**Instructions to follow**
Reproduce the items word for word, starting at their first line and stopping after the line that contains "negative clicks: (361, 374) (534, 255)".

**Data excerpts**
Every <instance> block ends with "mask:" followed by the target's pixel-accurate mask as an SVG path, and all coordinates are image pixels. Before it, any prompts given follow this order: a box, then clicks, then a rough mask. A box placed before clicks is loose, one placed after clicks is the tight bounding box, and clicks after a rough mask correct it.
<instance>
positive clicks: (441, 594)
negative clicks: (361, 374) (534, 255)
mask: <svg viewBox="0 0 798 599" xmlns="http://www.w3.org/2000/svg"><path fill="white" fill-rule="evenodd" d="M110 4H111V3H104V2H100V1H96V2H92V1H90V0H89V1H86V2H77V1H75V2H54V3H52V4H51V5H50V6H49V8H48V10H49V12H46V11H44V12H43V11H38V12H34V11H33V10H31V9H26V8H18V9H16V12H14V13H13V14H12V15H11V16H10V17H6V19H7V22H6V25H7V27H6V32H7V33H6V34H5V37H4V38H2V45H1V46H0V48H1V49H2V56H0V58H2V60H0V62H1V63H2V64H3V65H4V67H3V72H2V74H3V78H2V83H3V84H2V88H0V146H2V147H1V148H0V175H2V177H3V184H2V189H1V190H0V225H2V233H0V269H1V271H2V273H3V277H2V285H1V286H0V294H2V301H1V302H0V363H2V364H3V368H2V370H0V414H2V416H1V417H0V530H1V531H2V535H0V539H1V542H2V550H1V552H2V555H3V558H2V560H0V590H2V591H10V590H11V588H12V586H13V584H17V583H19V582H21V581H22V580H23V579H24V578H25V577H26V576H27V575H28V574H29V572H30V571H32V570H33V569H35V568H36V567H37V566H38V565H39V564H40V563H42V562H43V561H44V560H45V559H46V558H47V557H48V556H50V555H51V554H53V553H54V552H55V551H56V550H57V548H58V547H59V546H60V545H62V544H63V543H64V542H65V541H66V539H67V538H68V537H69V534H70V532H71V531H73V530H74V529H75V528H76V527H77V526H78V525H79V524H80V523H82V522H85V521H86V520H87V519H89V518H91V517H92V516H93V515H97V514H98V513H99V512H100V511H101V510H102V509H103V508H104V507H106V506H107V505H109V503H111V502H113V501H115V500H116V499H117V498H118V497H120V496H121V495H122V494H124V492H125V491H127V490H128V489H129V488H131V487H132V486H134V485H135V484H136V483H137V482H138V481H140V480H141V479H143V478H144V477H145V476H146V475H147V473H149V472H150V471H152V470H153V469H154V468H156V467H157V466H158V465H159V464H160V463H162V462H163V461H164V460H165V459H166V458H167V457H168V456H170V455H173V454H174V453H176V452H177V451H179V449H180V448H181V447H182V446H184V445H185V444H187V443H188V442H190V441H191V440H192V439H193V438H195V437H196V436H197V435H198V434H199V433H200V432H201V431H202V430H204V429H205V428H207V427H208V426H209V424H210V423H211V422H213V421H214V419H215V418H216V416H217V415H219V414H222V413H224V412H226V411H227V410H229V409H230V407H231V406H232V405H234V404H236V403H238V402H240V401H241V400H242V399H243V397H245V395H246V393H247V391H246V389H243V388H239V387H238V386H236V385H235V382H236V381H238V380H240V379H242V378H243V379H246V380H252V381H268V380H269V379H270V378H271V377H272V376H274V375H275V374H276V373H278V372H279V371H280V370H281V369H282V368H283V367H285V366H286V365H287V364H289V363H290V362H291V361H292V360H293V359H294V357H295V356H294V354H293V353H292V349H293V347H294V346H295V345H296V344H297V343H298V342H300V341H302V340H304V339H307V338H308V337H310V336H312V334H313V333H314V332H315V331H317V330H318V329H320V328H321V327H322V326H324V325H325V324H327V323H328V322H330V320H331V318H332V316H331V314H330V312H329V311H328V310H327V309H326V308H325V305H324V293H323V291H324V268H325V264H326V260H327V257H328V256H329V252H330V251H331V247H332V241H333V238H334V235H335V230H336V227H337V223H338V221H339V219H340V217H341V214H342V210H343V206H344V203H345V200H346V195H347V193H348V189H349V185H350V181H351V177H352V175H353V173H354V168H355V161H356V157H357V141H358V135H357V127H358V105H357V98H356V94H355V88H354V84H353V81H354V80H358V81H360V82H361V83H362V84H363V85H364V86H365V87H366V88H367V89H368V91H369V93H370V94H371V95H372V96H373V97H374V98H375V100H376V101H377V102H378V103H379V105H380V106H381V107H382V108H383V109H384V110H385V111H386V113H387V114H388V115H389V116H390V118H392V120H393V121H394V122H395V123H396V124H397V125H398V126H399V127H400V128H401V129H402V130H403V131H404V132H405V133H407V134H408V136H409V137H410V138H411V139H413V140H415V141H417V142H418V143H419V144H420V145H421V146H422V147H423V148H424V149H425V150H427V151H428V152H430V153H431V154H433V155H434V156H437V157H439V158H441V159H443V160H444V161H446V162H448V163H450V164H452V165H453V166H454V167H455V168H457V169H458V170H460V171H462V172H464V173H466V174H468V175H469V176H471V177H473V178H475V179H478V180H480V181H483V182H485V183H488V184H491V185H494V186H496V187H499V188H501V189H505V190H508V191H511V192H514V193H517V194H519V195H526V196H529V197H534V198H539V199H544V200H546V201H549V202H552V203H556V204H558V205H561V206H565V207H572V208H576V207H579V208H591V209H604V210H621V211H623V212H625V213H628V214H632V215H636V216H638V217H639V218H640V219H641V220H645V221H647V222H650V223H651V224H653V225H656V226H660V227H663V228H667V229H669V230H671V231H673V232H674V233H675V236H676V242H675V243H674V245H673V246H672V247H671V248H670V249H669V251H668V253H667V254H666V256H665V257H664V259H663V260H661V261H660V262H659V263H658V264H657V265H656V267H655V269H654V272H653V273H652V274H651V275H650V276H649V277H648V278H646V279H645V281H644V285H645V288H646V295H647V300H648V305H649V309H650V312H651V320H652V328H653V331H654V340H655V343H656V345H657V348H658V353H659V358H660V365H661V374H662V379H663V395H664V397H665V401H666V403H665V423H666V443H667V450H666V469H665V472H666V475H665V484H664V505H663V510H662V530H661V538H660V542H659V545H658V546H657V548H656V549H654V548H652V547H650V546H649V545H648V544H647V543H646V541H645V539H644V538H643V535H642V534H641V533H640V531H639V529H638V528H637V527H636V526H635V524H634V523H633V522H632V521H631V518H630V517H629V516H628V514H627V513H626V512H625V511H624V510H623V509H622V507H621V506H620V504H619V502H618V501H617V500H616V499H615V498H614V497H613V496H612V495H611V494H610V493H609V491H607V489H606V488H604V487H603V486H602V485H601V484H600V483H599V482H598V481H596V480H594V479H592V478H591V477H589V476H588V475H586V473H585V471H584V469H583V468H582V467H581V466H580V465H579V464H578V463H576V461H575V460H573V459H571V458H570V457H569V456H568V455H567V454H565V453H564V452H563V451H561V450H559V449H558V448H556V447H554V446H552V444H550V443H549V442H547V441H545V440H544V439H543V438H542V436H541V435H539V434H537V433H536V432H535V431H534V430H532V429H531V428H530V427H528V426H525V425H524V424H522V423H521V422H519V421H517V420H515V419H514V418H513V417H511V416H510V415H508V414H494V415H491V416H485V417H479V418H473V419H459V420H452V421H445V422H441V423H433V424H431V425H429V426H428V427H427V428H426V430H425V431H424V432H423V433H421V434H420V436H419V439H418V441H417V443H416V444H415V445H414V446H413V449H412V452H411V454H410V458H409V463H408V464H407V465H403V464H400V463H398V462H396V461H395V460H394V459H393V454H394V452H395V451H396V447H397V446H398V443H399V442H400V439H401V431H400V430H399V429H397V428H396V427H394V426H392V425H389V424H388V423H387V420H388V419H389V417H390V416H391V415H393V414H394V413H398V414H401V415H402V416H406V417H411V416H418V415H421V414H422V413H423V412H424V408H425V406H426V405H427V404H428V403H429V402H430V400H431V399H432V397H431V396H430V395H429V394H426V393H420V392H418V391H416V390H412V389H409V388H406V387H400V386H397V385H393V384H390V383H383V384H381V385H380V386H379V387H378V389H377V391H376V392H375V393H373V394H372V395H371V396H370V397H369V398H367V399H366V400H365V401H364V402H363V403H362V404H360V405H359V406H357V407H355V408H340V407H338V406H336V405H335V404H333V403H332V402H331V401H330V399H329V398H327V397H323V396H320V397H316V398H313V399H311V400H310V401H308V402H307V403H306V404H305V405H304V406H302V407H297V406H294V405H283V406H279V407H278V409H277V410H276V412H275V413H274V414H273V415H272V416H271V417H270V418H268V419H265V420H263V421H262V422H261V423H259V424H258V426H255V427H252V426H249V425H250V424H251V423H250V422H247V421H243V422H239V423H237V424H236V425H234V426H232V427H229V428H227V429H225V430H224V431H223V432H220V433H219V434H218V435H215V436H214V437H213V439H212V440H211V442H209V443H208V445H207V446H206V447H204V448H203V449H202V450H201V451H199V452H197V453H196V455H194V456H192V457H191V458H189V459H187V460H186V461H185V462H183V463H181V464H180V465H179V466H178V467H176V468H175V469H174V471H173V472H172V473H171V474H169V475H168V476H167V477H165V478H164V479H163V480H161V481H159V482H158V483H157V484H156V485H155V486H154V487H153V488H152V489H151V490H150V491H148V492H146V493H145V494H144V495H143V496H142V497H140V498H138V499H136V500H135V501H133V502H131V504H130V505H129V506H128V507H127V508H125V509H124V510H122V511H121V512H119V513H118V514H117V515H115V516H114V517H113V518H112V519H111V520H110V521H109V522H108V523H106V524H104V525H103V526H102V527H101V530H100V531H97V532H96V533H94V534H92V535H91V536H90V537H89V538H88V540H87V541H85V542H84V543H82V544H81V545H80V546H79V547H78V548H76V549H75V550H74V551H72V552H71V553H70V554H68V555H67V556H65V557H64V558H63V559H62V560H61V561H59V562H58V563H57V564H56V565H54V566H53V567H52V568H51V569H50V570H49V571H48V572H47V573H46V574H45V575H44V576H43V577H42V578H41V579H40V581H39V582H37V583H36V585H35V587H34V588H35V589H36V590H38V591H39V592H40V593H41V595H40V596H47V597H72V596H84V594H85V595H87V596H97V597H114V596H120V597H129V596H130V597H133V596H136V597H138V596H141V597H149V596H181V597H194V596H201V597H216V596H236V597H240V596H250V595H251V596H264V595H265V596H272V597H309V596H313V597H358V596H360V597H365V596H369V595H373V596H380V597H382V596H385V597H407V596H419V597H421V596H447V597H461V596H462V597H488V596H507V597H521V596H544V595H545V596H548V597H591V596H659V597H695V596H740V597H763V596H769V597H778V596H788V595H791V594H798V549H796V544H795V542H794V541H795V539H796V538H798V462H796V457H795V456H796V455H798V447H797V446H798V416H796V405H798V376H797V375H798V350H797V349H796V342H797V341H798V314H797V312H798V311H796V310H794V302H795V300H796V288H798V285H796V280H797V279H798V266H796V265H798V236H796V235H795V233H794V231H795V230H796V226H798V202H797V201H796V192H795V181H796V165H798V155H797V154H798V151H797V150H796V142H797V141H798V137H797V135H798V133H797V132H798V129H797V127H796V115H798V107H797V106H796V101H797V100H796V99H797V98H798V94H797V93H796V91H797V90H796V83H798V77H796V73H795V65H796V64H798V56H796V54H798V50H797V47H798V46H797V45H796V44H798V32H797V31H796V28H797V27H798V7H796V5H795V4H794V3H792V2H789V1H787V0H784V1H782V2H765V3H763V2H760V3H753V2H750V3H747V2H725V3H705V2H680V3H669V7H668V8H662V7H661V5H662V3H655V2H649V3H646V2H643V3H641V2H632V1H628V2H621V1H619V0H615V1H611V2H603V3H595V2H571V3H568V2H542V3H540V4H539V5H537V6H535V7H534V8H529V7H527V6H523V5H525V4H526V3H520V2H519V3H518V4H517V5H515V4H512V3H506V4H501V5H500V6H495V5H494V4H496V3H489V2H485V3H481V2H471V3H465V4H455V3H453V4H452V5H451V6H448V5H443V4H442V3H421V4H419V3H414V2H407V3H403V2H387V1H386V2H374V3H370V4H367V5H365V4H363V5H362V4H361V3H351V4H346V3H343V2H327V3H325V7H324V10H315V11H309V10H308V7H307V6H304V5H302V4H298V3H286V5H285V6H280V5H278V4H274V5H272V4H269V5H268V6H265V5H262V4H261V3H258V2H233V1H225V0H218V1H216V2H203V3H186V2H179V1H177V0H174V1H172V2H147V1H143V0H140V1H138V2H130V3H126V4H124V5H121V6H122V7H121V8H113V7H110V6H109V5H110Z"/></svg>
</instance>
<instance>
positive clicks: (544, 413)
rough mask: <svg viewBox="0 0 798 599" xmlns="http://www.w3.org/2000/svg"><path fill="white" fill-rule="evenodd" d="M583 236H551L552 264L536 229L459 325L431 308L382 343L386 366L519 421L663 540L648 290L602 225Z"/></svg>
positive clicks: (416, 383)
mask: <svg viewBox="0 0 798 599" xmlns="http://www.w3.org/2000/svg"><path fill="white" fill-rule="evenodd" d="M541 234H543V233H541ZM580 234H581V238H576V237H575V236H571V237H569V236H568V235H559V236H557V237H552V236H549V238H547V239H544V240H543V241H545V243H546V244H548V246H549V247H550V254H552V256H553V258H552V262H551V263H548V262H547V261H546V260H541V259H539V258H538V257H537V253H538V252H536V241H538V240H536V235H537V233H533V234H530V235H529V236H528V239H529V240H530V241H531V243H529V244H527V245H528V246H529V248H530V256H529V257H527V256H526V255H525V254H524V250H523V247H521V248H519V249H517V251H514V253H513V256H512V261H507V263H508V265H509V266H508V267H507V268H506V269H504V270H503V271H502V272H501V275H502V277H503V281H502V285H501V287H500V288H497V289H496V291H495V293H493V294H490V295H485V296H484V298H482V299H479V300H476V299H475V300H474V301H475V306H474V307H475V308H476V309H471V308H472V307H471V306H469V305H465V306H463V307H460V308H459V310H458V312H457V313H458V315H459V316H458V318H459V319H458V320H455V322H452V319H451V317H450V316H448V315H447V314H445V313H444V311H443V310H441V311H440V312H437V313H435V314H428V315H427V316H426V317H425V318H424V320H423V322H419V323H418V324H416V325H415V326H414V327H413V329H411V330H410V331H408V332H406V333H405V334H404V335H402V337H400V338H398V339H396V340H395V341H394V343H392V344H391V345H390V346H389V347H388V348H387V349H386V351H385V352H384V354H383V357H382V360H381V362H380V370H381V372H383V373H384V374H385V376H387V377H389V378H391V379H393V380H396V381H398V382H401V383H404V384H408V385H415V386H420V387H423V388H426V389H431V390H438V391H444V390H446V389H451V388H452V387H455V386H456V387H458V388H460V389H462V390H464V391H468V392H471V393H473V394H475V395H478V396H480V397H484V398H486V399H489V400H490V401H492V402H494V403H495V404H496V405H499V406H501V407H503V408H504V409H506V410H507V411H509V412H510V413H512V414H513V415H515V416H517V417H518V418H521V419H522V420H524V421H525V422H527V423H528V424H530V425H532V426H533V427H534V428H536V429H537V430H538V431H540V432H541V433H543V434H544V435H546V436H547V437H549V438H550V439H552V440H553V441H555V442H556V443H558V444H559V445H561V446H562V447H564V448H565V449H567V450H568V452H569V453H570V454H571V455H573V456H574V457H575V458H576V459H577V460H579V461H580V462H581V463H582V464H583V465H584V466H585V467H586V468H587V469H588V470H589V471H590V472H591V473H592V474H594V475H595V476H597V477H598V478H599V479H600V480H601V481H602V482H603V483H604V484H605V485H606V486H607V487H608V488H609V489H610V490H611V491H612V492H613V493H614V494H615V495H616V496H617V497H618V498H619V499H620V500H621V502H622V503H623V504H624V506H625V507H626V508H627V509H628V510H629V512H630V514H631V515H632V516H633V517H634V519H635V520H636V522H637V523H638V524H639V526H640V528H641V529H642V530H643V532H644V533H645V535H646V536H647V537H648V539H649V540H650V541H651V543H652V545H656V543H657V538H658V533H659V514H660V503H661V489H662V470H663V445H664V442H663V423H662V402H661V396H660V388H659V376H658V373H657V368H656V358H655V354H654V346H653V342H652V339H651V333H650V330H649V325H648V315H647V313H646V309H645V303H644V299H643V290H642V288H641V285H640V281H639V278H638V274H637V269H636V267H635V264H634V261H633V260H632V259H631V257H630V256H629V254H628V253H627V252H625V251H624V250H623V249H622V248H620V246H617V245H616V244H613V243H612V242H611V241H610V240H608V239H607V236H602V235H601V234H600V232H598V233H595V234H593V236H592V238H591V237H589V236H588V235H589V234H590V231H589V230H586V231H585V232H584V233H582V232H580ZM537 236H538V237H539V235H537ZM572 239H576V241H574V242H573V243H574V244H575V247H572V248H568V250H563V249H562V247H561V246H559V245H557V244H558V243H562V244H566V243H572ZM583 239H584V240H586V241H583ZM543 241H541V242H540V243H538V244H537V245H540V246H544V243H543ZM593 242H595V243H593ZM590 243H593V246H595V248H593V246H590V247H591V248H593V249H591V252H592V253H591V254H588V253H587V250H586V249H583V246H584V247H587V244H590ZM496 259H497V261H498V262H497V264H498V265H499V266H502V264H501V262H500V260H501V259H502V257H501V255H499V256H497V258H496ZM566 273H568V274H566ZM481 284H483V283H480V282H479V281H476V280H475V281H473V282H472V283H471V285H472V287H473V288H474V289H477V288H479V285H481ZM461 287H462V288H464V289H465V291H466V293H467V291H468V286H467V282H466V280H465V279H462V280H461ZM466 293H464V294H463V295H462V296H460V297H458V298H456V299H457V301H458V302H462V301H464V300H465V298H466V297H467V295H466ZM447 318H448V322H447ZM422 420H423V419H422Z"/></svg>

**Solved exercise**
Every <instance> block ends with "mask:" followed by the target's pixel-accurate mask as an SVG path, and all coordinates are image pixels. Before it, any prompts given follow this order: a box, then clicks, then a rough mask. A box placed before clicks is loose, one placed after clicks is the tight bounding box, and clicks after a rough mask correct it.
<instance>
positive clicks: (441, 594)
negative clicks: (361, 374) (534, 255)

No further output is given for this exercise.